REQUEST
Set out all of the material below as a numbered list, one line per item, and omit any blank lines. Exclude the pictures from your answer.

DATASET EXCERPTS
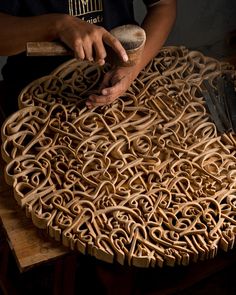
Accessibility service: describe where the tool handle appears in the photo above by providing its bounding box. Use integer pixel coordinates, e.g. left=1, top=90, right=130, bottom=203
left=26, top=42, right=74, bottom=56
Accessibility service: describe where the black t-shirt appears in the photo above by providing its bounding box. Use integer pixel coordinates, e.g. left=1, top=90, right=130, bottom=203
left=0, top=0, right=159, bottom=112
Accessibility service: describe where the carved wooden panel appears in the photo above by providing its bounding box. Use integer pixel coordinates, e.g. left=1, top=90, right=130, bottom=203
left=2, top=47, right=236, bottom=267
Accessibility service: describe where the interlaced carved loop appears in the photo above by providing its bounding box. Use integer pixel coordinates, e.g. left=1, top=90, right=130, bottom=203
left=2, top=47, right=236, bottom=267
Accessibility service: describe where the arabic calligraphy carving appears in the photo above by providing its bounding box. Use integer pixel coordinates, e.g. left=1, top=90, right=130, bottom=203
left=2, top=47, right=236, bottom=267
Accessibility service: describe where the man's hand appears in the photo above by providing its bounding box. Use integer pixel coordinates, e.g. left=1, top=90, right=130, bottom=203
left=86, top=66, right=139, bottom=109
left=59, top=16, right=128, bottom=65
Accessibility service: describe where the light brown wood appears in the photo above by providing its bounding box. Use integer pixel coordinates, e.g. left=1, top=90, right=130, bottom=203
left=26, top=42, right=73, bottom=56
left=0, top=154, right=68, bottom=272
left=26, top=25, right=146, bottom=66
left=2, top=47, right=236, bottom=267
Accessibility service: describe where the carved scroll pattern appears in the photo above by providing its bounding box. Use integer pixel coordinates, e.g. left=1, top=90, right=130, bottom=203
left=2, top=47, right=236, bottom=267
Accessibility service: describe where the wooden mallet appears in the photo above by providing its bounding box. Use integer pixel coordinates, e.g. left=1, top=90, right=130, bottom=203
left=26, top=24, right=146, bottom=66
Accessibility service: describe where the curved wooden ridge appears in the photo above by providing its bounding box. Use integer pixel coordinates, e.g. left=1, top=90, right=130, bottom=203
left=2, top=47, right=236, bottom=267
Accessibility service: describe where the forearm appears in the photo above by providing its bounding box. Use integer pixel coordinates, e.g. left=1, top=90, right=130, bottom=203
left=0, top=13, right=63, bottom=56
left=137, top=0, right=176, bottom=72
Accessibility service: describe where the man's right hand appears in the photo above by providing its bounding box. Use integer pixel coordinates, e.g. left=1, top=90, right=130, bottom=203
left=58, top=15, right=128, bottom=65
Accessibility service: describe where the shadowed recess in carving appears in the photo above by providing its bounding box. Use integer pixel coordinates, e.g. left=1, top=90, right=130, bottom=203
left=2, top=47, right=236, bottom=267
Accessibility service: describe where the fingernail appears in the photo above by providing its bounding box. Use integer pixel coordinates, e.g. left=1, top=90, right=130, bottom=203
left=122, top=54, right=129, bottom=62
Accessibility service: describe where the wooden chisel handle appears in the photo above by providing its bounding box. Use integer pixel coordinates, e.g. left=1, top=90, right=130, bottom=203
left=26, top=25, right=146, bottom=66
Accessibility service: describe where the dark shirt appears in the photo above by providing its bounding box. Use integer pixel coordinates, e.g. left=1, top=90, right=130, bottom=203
left=0, top=0, right=158, bottom=113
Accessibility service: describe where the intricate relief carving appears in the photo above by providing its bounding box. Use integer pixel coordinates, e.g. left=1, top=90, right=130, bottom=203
left=2, top=47, right=236, bottom=267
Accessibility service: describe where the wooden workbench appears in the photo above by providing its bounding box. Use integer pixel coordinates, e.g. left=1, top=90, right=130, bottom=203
left=0, top=150, right=81, bottom=295
left=0, top=154, right=68, bottom=272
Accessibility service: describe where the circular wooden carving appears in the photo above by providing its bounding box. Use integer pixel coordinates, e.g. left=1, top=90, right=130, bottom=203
left=2, top=47, right=236, bottom=267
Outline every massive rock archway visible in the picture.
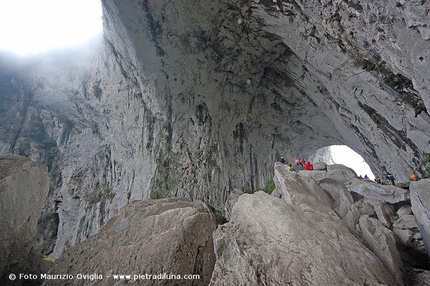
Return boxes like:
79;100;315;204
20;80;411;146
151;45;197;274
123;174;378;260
1;0;430;255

TASK SOLUTION
1. Accessibility service: describe where the tool handle appears in the photo above by providing its bounding box. Use integer pixel coordinates, e.g. left=1, top=90, right=130, bottom=203
2. left=26, top=42, right=74, bottom=56
3. Accessibility service: describe where the black t-shirt appears in the photo above by providing its bounding box. Use integer pixel coordinates, e.g. left=1, top=90, right=130, bottom=203
4. left=0, top=0, right=159, bottom=112
5. Accessibility service: describe where the carved wooden panel appears in the photo above by providing its bounding box. Use integer pixel coordinates, e.g. left=1, top=90, right=130, bottom=203
6. left=2, top=47, right=236, bottom=267
7. Accessibility service: describe where the interlaced carved loop appears in the photo above by providing its bounding box. Use integer pixel coordinates, e.g. left=1, top=90, right=130, bottom=203
8. left=2, top=47, right=236, bottom=267
9. Accessibility service: describe where the arabic calligraphy carving appears in the photo above by providing its bounding box. Use integer pixel coordinates, e.g. left=1, top=90, right=130, bottom=203
10. left=2, top=47, right=236, bottom=267
11. Accessibility service: describe where the man's hand appears in the photo above by providing its bounding box. Use integer pixel coordinates, e.g. left=1, top=90, right=130, bottom=203
12. left=86, top=66, right=139, bottom=109
13. left=59, top=16, right=128, bottom=65
14. Accessibility service: describe where the light brown wood appears in the photo above by providing its bounding box. Use integer pixel coordinates, e.g. left=1, top=90, right=130, bottom=203
15. left=26, top=42, right=73, bottom=56
16. left=0, top=154, right=68, bottom=272
17. left=26, top=25, right=146, bottom=66
18. left=2, top=47, right=236, bottom=267
19. Accessibility service: describe where the carved scroll pattern appears in the photo above by providing its bounding box. Use integer pixel coordinates, e.g. left=1, top=90, right=130, bottom=203
20. left=2, top=47, right=236, bottom=267
21. Accessibility service: describe where the wooden mallet appears in the photo above by providing its bounding box. Use integer pixel coordinates, e.g. left=1, top=90, right=130, bottom=203
22. left=26, top=24, right=146, bottom=66
23. Accessibility service: describe where the curved wooden ridge appears in the photo above by providing its bounding box. Use integer pixel coordinates, e.g. left=1, top=90, right=130, bottom=203
24. left=2, top=47, right=236, bottom=267
25. Accessibility service: describe where the forearm appears in the photo above by providing its bounding box. Use integer pixel coordinates, e.g. left=1, top=90, right=130, bottom=203
26. left=0, top=13, right=63, bottom=56
27. left=137, top=0, right=176, bottom=72
28. Accessibility service: describe where the man's right hand appears in the photo above by providing its bounding box. Use integer pixel coordinates, e.g. left=1, top=90, right=130, bottom=203
29. left=58, top=15, right=128, bottom=65
30. Accessibility service: describe where the shadowed recess in carving appears in the photo above by providing its bounding box. Use integer pixel coordinates, e.g. left=1, top=90, right=130, bottom=203
31. left=2, top=47, right=236, bottom=267
32. Accessibility service: describe where the fingernail appears in the photo above by providing its bounding box. Use integer pixel coordinates, e.g. left=1, top=90, right=130, bottom=203
33. left=122, top=54, right=129, bottom=62
34. Accessibility service: describe where the wooden chisel handle appears in the photo above by providing its bounding box. Use integer pixel coordinates, e.g. left=1, top=90, right=130, bottom=203
35. left=26, top=25, right=146, bottom=66
36. Accessibility service: describe where the dark shirt appears in the photo above by providing its bounding box. Use integer pixel coordinates, e.g. left=1, top=90, right=130, bottom=203
37. left=0, top=0, right=158, bottom=113
38. Accessibility service: describe where the intricate relief carving appears in the photo above by providing its bounding box. Use integer pixel coordinates, e.g. left=1, top=90, right=130, bottom=203
39. left=2, top=47, right=236, bottom=267
40. Accessibility service: describe where the wooden workbench appears in the photo above by providing its bounding box. Use integer pixel coordinates, e.g. left=1, top=90, right=130, bottom=203
41. left=0, top=150, right=81, bottom=295
42. left=0, top=154, right=68, bottom=272
43. Accessibility service: describe where the circular wooden carving appears in the photo above by providing its bounding box. Use integer pixel coordinates, e.g. left=1, top=90, right=130, bottom=203
44. left=2, top=47, right=236, bottom=267
45. Outline every massive rock archway visible in the picture.
46. Return boxes like:
47. 79;100;315;204
48. 20;80;411;146
49. 151;45;197;274
50. 123;174;378;260
51. 1;0;430;255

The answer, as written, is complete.